§ **Text shown**
In [31]:
import numpy as np
import tensorflow as tf
import librosa
import os
import itertools
from jupyterplot import ProgressPlot
import IPython
import math

# Hack to get it to work with RTX 2000 cards
gpus = tf.config.experimental.list_physical_devices('GPU')
for gpu in gpus:
  tf.config.experimental.set_memory_growth(gpu, True)


In [2]:
# Enumerate dataset files
dataset_dir = './Baggins_Music/'
music_filenames = os.listdir(dataset_dir)

In [3]:
# Load a file to play with
song_np, sr = librosa.load(dataset_dir+music_filenames[0], mono=False)
song_np = np.transpose(song_np)



In [None]:
# Papers and resources
# WaveNet paper https://arxiv.org/pdf/1609.03499.pdf
# WaveNet AutoEncoder paper (instrument decomp): https://arxiv.org/pdf/1704.01279.pdf
# NSynth: https://magenta.tensorflow.org/nsynth
# WaveNet implementation: https://github.com/ibab/tensorflow-wavenet

In [12]:
def dilconv_outlen(input_len, dil_rate, kernel_size):
    return input_len - (kernel_size-1)*dil_rate

def calc_num_layers(tgt_output_len, input_len, dil_rate, kernel_size):
    '''
    Calculates how many encoder layers are required to get to the target output length
    from a given input length, given a few conv1d params. 
    '''
    num_layers = (input_len - tgt_output_len)/((kernel_size-1)*dil_rate)
    return num_layers

# Define the audio autoencoder 
class AudioAutoEncoder(tf.keras.Model):

    def __init__(self, input_dur=1, sample_rate=22050):
        '''
        input_dur: duration of input (in seconds)
        sample_rate: sampling frequency of input audio (in hz) 
        '''
        super(AudioAutoEncoder, self).__init__()
        self.input_len = input_dur*sample_rate
        self.sample_rate = sample_rate
        self.act = 'sigmoid'

        # A loss function
        #self.mse = tf.keras.losses.MeanSquaredError()
        self.mse = tf.keras.losses.MeanAbsoluteError()
        # An optimizer
        #self.optim = tf.keras.optimizers.SGD(learning_rate=0.1, momentum=0.0, nesterov=False, name='SGD')
        self.optim = tf.keras.optimizers.Adam(learning_rate=0.0001, beta_1=0.9, beta_2=0.999, epsilon=1e-07, amsgrad=False,name='Adam')


        # Calculate how many layers we need for a receptive field to cover the whole sample
        self.dil_rate = 100
        self.z_len = 1024
        kern_size = 16
        self.num_filts = 16
        self.num_enc_lyrs = int(calc_num_layers(self.z_len, self.input_len, self.dil_rate, kern_size))
        print('Num Layers: ', self.num_enc_lyrs)

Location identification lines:
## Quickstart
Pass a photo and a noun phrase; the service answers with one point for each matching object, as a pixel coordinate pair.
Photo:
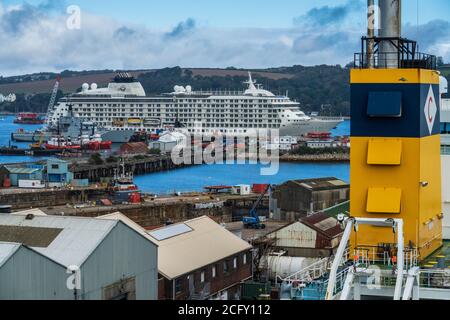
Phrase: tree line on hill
(323, 89)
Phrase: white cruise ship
(124, 106)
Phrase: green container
(253, 290)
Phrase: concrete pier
(138, 166)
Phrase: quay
(327, 157)
(151, 213)
(11, 151)
(138, 166)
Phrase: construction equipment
(253, 221)
(39, 144)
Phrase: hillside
(319, 88)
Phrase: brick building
(199, 260)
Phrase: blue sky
(232, 13)
(199, 33)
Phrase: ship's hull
(113, 136)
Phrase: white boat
(123, 105)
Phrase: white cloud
(36, 39)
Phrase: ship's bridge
(123, 85)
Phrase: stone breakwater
(327, 157)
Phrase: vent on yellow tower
(386, 152)
(385, 104)
(384, 200)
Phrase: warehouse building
(200, 260)
(59, 258)
(16, 174)
(295, 199)
(315, 236)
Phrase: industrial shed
(199, 259)
(22, 269)
(114, 261)
(134, 148)
(297, 198)
(315, 236)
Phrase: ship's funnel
(390, 28)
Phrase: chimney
(370, 32)
(390, 27)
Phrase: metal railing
(373, 255)
(313, 272)
(438, 279)
(405, 55)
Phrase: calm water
(195, 178)
(6, 128)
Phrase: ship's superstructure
(123, 105)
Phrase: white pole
(338, 258)
(400, 259)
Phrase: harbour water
(196, 178)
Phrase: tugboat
(123, 188)
(29, 118)
(95, 143)
(59, 143)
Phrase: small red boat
(96, 143)
(61, 144)
(28, 118)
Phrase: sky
(143, 34)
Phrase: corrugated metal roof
(323, 223)
(170, 231)
(207, 243)
(16, 170)
(321, 183)
(133, 225)
(78, 238)
(7, 249)
(30, 236)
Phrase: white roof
(7, 250)
(133, 225)
(78, 237)
(187, 251)
(172, 136)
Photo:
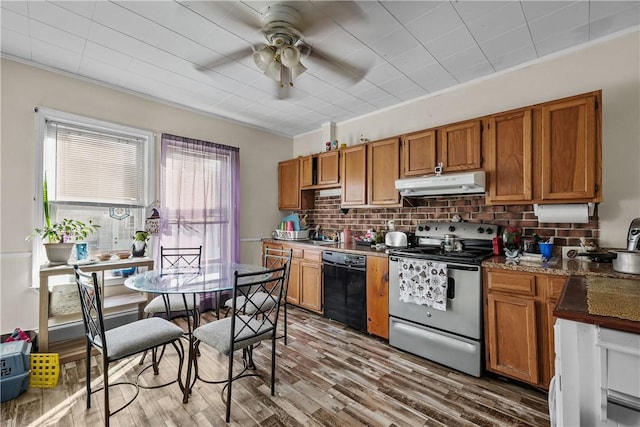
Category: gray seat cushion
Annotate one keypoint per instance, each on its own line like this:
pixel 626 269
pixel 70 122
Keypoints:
pixel 217 334
pixel 140 335
pixel 262 300
pixel 176 303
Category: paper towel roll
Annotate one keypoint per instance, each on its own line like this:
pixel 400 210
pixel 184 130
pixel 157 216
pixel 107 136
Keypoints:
pixel 575 212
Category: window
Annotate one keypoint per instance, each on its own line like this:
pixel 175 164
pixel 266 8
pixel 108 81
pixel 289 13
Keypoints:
pixel 95 171
pixel 200 197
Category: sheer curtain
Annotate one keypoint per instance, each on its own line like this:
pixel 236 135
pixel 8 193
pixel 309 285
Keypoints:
pixel 199 204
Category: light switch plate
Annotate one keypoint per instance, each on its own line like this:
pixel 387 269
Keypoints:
pixel 571 252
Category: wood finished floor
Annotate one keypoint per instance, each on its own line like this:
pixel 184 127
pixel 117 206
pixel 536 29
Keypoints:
pixel 328 375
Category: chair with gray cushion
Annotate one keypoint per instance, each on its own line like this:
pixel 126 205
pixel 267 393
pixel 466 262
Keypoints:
pixel 273 258
pixel 250 322
pixel 184 260
pixel 121 342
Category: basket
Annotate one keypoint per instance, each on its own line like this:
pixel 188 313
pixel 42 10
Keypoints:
pixel 45 370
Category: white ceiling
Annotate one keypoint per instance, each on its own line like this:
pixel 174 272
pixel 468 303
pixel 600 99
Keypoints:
pixel 388 52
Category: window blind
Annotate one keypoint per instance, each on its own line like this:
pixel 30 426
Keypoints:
pixel 96 167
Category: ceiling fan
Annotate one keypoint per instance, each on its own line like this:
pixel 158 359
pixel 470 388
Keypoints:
pixel 281 57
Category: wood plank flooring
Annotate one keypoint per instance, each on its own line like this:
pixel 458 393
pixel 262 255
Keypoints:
pixel 328 375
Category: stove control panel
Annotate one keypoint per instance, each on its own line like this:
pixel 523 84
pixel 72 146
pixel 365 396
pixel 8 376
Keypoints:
pixel 461 230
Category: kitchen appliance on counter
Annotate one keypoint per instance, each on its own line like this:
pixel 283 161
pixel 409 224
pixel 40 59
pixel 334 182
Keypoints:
pixel 633 236
pixel 453 337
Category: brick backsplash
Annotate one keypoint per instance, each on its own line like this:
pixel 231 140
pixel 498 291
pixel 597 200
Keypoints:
pixel 331 217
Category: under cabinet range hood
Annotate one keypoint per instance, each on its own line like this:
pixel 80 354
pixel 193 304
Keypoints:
pixel 433 185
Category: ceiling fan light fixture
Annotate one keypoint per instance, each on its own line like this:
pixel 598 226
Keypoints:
pixel 264 57
pixel 273 70
pixel 290 56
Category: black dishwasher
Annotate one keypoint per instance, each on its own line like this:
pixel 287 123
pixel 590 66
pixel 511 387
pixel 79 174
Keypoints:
pixel 345 288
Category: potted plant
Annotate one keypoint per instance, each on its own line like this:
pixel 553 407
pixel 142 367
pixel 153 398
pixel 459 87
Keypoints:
pixel 60 237
pixel 139 243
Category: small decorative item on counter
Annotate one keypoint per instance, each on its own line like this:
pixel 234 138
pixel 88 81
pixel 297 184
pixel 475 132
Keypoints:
pixel 512 238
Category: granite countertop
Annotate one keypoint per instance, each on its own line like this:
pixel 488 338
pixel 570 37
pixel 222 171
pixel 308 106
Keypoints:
pixel 341 247
pixel 574 305
pixel 561 267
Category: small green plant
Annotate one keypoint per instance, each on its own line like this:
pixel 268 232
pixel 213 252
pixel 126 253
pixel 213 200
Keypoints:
pixel 67 230
pixel 141 236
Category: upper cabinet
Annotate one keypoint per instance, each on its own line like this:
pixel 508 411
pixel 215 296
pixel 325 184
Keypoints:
pixel 545 153
pixel 383 158
pixel 509 157
pixel 368 173
pixel 569 147
pixel 457 147
pixel 329 168
pixel 353 171
pixel 290 195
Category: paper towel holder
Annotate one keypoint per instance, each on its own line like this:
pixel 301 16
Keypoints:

§ **Exercise description**
Please list every web address that appears in the notebook code above.

§ **Answer to the problem**
https://arxiv.org/pdf/1609.03499.pdf
https://arxiv.org/pdf/1704.01279.pdf
https://magenta.tensorflow.org/nsynth
https://github.com/ibab/tensorflow-wavenet